- **Task brief**: Return the rows below line for line without any changes, leaving the pictures out of your answer.

(Box-labeled dataset extracts)
:::::
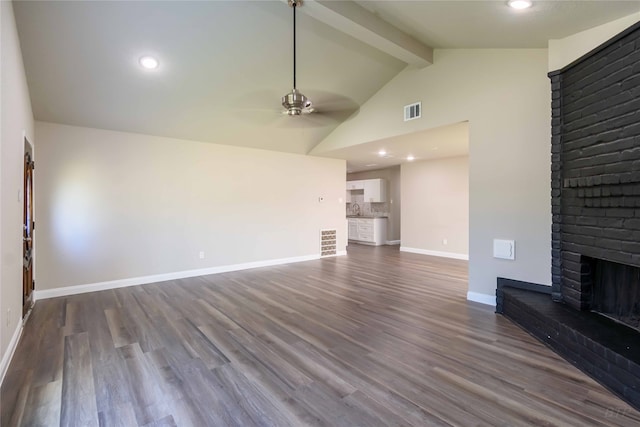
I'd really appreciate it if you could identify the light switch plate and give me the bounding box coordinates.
[493,239,516,260]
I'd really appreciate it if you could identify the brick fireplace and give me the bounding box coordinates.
[550,26,640,318]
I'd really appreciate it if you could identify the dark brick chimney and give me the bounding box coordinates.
[549,24,640,310]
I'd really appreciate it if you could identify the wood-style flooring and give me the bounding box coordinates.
[0,245,640,427]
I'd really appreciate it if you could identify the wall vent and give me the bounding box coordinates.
[404,102,422,122]
[320,228,338,257]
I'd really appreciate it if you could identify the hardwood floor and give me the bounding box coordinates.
[0,245,640,427]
:::::
- **Answer to the exercise**:
I'd really appreciate it if you could identify the light switch plate and give me the bounding box coordinates.
[493,239,516,260]
I'd really appreciate it if you could identify the brick fireplace and give me the bounding box coordinates.
[550,26,640,318]
I'd really appreciate it if you could identify the dark brick chimney and give me the bounding box coordinates.
[549,24,640,310]
I'd really appreciate it if you could identify the wood-style flooring and give me the bounding box coordinates.
[0,245,640,427]
I'd really appreciate it if you could identify the wall vent and give me the bounding box coordinates.
[404,102,422,122]
[320,228,338,257]
I'd really appreciate it if you could identify the hardwood floor and give me the bounding box coordinates.
[0,245,640,427]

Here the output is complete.